ASSIGNED TASK – Two lines below mark the span: the one containing "positive clicks: (297, 175)" and the one containing "box: [20, 131, 35, 146]". Set down both, plus every line between, exactly as they stand, and nothing else.

Segmentation mask data:
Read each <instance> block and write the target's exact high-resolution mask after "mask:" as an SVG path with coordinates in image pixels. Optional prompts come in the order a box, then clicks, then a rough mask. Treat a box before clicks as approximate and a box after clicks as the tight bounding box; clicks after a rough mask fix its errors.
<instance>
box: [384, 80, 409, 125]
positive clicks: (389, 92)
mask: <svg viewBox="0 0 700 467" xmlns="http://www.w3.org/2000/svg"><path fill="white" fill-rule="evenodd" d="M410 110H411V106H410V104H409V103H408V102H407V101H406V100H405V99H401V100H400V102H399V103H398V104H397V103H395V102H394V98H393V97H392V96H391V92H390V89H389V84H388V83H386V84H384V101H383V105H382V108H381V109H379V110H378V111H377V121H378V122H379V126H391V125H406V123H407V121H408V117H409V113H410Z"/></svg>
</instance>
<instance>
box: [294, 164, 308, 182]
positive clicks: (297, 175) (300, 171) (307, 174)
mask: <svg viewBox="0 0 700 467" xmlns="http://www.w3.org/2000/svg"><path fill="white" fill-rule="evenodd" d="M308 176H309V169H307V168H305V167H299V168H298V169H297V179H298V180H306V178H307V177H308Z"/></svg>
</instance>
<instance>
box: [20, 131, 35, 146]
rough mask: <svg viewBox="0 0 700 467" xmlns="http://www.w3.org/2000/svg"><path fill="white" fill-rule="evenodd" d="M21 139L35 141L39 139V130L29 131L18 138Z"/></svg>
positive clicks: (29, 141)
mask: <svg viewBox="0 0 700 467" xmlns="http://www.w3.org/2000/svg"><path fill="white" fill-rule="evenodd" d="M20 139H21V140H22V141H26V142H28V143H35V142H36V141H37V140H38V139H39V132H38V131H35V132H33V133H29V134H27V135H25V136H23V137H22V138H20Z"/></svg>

ANSWER SECTION –
positive clicks: (297, 175) (300, 171) (307, 174)
mask: <svg viewBox="0 0 700 467" xmlns="http://www.w3.org/2000/svg"><path fill="white" fill-rule="evenodd" d="M308 176H309V169H307V168H305V167H299V168H298V169H297V179H298V180H306V178H307V177H308Z"/></svg>
</instance>
<instance>
box: [20, 131, 35, 146]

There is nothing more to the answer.